▼
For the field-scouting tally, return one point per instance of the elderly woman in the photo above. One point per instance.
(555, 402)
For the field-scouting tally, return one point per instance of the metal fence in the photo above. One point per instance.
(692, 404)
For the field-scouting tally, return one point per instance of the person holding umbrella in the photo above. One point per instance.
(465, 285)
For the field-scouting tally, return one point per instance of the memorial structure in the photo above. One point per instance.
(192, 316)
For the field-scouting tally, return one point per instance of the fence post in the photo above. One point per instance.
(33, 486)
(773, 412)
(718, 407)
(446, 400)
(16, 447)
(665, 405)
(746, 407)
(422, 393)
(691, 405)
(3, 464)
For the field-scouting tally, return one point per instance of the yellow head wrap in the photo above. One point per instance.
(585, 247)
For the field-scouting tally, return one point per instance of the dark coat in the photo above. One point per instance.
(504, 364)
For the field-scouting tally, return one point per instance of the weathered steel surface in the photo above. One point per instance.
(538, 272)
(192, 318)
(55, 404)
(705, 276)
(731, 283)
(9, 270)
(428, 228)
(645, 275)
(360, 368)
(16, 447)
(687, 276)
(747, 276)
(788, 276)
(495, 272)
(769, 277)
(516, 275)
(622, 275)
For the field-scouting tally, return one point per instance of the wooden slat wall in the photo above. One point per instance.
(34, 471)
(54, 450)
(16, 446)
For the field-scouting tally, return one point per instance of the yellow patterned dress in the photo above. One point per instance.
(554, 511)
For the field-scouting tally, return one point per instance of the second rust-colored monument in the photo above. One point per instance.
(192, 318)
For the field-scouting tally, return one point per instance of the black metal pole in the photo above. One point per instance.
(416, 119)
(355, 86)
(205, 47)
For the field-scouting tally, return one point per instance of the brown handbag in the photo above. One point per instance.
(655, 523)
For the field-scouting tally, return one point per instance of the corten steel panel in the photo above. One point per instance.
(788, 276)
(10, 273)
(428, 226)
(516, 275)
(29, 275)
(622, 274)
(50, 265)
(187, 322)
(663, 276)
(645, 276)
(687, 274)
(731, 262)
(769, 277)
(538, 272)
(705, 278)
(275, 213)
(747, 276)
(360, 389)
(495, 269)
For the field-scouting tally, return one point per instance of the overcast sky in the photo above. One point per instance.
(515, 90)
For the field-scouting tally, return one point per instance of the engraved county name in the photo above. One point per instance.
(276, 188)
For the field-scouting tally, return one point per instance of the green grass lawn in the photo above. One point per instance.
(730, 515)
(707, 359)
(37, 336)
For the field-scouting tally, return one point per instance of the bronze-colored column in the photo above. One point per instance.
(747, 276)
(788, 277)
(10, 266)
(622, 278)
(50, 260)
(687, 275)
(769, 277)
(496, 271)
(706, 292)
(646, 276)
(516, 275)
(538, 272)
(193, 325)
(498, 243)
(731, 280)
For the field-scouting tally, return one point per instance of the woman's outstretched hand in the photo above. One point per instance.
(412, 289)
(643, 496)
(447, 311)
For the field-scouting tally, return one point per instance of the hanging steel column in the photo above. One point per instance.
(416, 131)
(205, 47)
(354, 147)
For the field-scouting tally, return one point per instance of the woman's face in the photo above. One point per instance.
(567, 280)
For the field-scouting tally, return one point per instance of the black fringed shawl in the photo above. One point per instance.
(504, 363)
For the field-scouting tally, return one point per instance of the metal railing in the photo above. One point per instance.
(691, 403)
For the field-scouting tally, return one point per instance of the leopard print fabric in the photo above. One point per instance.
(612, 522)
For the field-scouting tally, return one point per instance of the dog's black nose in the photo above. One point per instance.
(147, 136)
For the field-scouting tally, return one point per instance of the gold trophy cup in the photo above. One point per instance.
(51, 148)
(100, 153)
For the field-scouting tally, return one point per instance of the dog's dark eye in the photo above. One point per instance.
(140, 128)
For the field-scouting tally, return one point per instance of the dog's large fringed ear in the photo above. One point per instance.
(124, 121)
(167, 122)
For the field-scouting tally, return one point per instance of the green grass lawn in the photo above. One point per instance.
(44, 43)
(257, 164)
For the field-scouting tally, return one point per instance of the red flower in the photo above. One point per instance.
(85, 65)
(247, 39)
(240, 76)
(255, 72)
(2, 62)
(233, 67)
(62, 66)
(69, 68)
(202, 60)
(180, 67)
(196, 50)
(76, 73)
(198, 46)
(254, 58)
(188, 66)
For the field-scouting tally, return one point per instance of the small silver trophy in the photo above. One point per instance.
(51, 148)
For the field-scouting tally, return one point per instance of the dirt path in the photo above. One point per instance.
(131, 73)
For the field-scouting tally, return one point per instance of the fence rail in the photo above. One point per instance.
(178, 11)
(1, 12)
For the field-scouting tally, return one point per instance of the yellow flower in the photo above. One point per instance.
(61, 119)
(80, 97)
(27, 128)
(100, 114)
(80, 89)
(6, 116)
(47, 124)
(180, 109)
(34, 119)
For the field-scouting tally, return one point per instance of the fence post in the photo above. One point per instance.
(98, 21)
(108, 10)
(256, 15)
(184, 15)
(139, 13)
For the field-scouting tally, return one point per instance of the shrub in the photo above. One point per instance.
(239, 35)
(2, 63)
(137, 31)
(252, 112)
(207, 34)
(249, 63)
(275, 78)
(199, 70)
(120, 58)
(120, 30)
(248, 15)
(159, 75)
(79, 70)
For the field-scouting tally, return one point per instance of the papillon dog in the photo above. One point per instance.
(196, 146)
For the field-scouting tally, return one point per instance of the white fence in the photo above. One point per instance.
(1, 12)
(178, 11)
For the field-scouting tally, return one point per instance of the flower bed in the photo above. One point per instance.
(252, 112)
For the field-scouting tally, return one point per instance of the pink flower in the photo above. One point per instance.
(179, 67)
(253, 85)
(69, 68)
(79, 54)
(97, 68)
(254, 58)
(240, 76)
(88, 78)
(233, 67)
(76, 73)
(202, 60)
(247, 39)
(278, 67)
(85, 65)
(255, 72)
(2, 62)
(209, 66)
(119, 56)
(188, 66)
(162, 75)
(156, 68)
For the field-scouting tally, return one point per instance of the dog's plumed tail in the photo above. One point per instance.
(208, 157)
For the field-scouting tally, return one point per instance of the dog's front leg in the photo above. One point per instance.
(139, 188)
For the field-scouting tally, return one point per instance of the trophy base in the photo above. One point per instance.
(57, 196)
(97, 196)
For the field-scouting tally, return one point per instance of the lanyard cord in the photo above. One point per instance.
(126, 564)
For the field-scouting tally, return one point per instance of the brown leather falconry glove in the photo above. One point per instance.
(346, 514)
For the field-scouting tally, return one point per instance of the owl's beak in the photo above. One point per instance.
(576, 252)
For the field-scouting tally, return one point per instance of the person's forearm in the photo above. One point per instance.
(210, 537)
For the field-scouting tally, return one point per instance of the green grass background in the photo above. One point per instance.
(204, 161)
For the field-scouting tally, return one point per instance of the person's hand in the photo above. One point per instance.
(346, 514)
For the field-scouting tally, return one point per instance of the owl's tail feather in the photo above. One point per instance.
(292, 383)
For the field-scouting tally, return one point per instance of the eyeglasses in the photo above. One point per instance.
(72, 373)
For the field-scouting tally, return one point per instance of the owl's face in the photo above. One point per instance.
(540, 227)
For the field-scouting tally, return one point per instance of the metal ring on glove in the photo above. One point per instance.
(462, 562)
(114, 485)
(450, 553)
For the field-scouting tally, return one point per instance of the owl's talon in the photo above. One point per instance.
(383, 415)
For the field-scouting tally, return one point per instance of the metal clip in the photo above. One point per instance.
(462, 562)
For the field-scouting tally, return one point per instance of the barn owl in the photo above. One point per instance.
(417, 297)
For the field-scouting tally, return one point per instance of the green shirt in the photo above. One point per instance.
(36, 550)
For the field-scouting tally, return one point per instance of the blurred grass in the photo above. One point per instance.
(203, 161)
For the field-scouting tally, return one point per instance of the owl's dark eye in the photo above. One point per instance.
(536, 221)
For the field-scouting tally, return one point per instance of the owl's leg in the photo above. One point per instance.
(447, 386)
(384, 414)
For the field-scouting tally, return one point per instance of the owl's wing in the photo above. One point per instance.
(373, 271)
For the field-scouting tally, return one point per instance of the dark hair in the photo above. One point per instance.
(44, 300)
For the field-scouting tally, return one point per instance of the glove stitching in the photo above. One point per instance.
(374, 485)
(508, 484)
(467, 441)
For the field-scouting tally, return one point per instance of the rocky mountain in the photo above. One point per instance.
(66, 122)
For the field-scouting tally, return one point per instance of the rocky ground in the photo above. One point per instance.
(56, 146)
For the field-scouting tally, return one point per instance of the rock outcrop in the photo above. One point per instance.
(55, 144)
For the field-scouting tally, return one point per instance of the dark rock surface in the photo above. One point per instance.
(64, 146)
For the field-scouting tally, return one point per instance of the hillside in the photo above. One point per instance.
▲
Instructions to follow
Repeat only the stretch of lines that begins at the line containing "the dark hair" and ends at the last line above, both included.

Exercise result
For the field-scouting tally, return one point per instance of the dark hair in the photo above. One point per instance.
(44, 300)
For the field-scouting tally, return one point per instance of the glove stitching in the photo above. One point per instance.
(374, 485)
(508, 484)
(467, 441)
For the field-scouting tally, return one point per instance of the rocky mountain in the photo above. One point per instance.
(66, 122)
For the field-scouting tally, return one point per instance of the rocky ground in the photo above. One point per instance.
(56, 146)
For the field-scouting tally, return one point per instance of the rock outcrop in the photo above. One point per instance.
(55, 144)
For the field-scouting tally, return one point per instance of the dark rock surface in the photo above. One point per instance.
(64, 146)
For the field-scouting tally, return one point per instance of the hillside in the photo above. One point per instance.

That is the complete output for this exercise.